- RECORDS FOR THIS TASK
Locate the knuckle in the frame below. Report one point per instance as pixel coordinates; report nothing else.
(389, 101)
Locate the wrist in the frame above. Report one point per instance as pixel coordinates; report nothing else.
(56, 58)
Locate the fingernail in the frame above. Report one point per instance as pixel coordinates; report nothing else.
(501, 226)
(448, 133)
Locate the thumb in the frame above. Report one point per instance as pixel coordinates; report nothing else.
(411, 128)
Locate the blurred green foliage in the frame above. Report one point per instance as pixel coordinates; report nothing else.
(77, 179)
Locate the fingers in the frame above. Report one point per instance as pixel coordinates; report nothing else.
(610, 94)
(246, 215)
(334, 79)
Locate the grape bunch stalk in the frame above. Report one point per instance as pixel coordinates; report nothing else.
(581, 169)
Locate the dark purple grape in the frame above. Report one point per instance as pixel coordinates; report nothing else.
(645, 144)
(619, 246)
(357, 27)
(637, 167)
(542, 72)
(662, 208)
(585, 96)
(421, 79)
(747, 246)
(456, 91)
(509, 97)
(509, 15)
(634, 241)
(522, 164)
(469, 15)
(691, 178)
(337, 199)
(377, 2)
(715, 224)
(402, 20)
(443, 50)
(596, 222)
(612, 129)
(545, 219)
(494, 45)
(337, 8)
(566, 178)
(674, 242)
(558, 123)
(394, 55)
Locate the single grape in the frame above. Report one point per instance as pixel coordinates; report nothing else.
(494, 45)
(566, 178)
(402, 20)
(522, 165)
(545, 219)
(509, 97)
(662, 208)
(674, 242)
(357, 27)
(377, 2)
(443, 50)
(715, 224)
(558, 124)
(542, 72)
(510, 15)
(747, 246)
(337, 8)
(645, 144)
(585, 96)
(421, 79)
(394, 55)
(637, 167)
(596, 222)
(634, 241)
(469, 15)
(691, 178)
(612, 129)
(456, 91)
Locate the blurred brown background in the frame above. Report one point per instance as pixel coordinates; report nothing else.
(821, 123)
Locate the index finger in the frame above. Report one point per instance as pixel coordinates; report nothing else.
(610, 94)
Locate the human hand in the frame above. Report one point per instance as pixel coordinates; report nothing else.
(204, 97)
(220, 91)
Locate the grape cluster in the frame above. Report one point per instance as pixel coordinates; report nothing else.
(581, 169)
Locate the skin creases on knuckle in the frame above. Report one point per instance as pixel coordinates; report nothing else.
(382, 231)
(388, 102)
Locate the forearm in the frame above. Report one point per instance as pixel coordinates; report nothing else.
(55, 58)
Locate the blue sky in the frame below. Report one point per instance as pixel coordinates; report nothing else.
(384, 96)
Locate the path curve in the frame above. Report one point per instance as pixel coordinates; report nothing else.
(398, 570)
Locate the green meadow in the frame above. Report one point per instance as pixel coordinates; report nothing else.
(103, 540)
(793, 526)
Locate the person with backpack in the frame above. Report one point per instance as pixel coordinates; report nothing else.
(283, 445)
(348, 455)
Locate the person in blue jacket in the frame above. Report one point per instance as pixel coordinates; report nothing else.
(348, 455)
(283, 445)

...

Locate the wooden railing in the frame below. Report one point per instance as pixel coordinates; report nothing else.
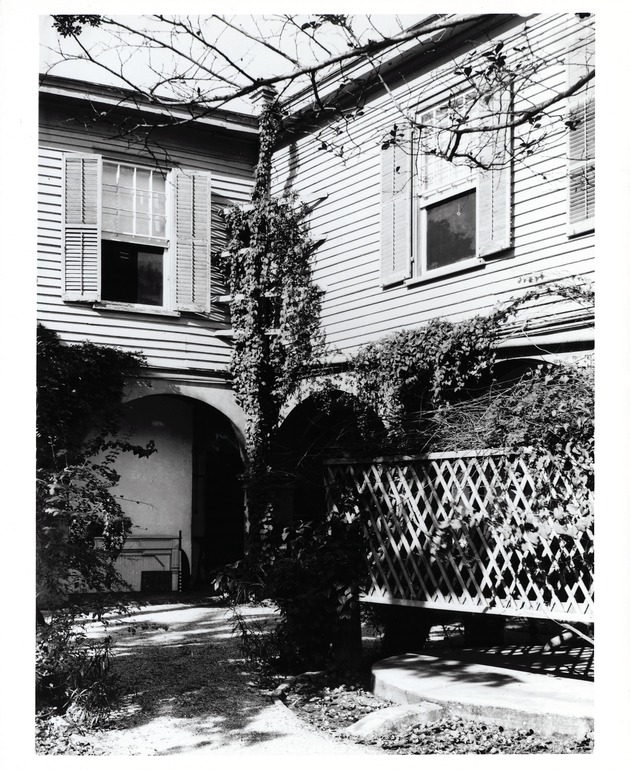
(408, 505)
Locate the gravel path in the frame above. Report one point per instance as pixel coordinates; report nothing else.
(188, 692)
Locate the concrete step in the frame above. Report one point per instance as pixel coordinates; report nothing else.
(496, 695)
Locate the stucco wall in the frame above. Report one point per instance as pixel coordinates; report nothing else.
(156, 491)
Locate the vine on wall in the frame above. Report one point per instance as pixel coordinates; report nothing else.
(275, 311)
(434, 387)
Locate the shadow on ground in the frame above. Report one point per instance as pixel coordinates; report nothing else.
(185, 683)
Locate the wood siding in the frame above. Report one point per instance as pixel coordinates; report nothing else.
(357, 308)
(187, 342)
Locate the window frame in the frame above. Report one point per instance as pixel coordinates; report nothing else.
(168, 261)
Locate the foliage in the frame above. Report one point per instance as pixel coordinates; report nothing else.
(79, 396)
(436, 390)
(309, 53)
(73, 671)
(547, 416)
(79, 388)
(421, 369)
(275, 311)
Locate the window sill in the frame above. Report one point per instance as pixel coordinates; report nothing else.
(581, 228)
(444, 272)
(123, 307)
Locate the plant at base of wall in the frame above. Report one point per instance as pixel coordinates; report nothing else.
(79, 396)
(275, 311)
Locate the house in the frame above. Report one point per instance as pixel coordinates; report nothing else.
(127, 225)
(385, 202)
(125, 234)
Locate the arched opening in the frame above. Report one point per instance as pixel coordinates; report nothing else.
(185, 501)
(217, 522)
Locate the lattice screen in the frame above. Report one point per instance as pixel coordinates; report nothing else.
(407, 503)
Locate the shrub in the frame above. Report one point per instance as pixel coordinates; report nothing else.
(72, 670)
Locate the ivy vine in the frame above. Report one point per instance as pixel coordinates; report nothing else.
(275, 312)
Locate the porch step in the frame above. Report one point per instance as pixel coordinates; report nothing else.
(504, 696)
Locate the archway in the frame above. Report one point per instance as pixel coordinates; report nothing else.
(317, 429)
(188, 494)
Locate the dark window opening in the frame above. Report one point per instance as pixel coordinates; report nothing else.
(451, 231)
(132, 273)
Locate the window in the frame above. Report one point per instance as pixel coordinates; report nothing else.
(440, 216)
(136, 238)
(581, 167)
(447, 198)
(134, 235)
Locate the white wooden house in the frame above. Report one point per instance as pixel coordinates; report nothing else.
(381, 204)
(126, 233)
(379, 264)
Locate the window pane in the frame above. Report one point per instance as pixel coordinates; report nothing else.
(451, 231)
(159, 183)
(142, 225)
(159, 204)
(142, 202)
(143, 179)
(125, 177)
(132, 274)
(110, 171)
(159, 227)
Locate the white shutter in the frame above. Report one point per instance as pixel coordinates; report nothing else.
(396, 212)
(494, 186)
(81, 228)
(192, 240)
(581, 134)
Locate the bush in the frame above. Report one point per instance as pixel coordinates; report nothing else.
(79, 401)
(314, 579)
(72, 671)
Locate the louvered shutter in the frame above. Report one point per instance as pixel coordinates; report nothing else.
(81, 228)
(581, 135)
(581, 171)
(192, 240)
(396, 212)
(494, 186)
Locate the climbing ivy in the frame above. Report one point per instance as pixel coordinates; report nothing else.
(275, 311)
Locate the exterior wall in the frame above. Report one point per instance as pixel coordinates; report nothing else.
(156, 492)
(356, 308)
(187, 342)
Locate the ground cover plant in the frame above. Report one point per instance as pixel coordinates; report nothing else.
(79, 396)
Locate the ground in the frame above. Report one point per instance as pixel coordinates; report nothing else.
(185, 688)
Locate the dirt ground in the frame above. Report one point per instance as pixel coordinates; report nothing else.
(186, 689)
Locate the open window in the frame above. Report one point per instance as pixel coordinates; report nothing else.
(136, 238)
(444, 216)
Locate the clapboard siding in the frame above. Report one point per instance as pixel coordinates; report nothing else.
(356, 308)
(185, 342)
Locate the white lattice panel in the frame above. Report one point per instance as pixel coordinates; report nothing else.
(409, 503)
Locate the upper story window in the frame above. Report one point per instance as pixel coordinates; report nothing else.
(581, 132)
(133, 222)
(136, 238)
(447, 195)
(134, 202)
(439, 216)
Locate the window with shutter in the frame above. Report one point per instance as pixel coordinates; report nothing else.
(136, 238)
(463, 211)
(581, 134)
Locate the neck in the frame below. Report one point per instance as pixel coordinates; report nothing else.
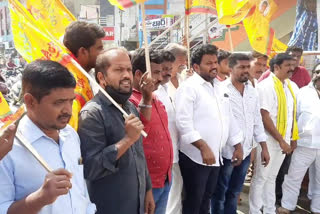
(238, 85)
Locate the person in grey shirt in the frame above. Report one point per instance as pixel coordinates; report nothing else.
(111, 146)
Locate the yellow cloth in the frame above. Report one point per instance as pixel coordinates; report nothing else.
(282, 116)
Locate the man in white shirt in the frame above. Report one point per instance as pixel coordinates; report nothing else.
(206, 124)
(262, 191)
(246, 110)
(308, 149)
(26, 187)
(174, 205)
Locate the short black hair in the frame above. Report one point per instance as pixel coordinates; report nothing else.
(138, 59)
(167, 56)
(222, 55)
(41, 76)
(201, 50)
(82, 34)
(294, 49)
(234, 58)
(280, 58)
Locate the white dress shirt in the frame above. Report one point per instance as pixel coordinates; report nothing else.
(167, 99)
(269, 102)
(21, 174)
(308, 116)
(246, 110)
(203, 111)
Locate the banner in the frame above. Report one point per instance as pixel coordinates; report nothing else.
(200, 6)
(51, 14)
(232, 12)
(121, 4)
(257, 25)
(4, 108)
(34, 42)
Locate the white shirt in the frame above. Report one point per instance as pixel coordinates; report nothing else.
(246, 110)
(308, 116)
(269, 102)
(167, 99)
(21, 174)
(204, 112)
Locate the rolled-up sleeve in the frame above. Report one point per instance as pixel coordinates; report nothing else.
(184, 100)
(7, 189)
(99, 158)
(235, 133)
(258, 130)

==

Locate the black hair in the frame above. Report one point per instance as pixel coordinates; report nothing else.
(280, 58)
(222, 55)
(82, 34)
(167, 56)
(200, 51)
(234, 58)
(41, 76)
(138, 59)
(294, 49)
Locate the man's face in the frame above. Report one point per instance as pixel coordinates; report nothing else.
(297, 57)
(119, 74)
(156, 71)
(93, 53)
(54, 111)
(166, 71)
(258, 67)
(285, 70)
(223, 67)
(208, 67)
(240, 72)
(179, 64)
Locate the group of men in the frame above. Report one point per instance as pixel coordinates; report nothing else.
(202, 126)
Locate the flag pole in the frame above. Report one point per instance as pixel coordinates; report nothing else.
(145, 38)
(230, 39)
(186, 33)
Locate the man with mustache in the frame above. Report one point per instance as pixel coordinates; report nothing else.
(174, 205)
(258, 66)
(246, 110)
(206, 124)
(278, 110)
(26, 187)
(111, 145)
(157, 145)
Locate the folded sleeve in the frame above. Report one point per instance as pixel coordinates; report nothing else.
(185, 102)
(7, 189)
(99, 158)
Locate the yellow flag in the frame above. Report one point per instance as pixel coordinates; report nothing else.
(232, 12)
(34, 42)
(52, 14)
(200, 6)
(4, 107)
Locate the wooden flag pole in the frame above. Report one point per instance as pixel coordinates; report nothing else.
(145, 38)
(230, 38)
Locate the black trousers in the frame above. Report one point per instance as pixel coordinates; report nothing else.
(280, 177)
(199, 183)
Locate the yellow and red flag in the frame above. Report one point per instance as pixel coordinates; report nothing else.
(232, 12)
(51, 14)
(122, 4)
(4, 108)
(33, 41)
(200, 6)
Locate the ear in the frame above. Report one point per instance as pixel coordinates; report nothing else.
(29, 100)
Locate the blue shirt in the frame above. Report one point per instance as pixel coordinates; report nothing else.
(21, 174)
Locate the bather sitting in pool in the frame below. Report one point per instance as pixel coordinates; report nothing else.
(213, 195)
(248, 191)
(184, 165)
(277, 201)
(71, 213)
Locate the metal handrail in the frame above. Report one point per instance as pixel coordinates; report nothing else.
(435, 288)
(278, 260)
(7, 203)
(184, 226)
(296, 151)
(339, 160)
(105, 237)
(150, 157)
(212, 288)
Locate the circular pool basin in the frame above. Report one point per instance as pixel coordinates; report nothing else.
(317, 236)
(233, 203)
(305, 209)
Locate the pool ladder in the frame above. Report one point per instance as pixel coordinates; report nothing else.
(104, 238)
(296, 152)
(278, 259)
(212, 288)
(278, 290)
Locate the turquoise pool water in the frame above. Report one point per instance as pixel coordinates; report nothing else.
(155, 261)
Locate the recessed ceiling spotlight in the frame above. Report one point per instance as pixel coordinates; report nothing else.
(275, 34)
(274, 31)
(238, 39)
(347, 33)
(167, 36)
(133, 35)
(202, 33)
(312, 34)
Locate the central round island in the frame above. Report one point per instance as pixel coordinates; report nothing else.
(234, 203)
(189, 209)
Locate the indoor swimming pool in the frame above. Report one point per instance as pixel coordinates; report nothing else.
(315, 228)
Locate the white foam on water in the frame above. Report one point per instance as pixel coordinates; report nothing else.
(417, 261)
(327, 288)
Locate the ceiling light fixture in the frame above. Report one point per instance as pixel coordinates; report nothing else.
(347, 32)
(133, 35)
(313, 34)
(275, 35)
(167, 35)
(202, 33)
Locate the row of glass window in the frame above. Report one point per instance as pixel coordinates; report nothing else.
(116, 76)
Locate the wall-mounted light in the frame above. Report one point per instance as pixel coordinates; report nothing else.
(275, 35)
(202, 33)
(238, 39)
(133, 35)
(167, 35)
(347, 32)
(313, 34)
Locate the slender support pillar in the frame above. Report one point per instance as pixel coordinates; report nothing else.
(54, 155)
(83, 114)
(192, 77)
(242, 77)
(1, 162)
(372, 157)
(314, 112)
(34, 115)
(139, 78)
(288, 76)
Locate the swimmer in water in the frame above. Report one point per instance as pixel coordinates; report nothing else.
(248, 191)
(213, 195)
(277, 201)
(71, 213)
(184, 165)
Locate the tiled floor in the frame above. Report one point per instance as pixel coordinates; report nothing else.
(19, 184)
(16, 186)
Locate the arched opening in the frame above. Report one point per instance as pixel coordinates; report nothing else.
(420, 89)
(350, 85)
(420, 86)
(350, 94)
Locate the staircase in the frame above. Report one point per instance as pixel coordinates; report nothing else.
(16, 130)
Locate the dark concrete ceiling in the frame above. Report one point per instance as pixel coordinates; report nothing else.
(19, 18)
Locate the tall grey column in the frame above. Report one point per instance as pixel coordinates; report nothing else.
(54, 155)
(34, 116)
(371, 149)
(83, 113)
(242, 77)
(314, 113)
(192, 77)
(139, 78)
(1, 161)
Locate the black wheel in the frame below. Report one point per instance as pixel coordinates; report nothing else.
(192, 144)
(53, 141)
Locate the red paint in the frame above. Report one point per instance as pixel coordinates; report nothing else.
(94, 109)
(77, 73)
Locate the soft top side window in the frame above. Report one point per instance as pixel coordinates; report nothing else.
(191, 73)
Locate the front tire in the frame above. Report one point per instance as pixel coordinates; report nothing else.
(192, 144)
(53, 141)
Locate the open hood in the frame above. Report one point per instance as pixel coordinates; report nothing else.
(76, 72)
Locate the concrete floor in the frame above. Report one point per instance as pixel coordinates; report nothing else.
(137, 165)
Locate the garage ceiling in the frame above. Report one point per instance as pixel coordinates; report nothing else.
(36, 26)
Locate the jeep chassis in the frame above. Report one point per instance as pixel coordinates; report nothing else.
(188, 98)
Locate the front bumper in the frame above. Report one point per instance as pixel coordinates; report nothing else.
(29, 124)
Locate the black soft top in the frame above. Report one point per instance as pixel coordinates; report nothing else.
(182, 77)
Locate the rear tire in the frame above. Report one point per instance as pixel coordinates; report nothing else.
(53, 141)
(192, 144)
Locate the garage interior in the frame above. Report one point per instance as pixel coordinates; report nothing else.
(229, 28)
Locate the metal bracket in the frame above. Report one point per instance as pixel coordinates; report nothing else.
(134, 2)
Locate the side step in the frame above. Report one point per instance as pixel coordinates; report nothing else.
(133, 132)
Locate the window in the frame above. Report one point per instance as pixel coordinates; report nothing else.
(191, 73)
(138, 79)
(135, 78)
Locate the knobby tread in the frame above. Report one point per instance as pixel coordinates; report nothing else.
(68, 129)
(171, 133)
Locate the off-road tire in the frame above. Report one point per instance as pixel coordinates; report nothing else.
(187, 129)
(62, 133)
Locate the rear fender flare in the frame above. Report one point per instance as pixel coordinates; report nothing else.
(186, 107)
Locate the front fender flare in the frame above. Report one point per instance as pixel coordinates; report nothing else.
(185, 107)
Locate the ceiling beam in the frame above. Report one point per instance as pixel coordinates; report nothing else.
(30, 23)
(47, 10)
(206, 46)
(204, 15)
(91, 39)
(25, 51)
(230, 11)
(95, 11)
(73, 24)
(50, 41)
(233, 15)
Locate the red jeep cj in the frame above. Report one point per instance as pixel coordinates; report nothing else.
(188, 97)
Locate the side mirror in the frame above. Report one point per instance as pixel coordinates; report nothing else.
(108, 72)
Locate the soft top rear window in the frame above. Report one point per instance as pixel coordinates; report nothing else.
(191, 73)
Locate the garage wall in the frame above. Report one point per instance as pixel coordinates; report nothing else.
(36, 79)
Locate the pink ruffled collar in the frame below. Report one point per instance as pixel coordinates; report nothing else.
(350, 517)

- WHAT YOU SHOULD DO
Find every line above that contains the word "lattice" and copy each of those lines in full.

- SOLUTION BELOW
Locate the lattice screen in the frame above. Report one point per instance as pixel coordinates; report nothing else.
Locate the white lattice panel in the frame above. Report one point per instance as pixel coordinates; report nothing else.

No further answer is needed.